#### DOCUMENT EXTRACT
===
It’s been a while since I last learned a language I was going to use full-time at work, and usually that means hard work to master the thing; the drawback of being considered a senior is that people expect you to be an expert at everything, so you need to work really hard in order to not disappoint them ;-). Really studying a language (not like Seven Languages in Seven Weeks) made me think about how we’re learning in our profession versus other areas of skill I happen to know a bit about, like performing classical music.

My parents sent me to music school around the same time I started elementary school, so reading sheet music and reading written words are probably just as natural to me. After a few years of the basics, I got sent to a piano teacher to learn a proper instrument (until then, it was recorder which is a beautiful instrument but not in the hands of a six year old). The next decade-and-a-bit, after some initial crises over not wanting to learn playing the darn thing, I got to like it and got proficient basically by working real hard. Later on, I repeated that by getting training in trombone and (classical) singing; to my surprise, it was way easier to learn trombone as a thirty-something year old than learning piano as a six year old. I guess experience does count.

Looking back, if I contrast learning a musical instrument with learning a new language, especially in a work environment, there are some differences that stand out.
===
#### EXTRACTED DATA
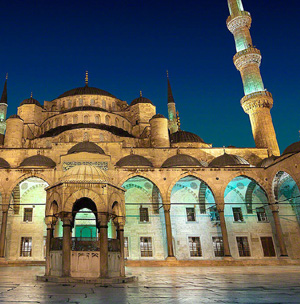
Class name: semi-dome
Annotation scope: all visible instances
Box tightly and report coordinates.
===
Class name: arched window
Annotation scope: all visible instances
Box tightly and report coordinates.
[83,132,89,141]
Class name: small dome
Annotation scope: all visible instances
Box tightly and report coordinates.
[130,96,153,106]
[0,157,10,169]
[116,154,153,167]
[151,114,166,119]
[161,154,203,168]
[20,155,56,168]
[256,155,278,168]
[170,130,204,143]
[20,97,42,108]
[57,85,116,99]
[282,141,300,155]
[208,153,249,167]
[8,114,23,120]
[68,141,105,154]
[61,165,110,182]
===
#### OBJECTIVE
Reproduce word for word the passage of the essay on learning music and languages that opens with "Looking back, if" and closes with "that stand out.".

#### SOLUTION
Looking back, if I contrast learning a musical instrument with learning a new language, especially in a work environment, there are some differences that stand out.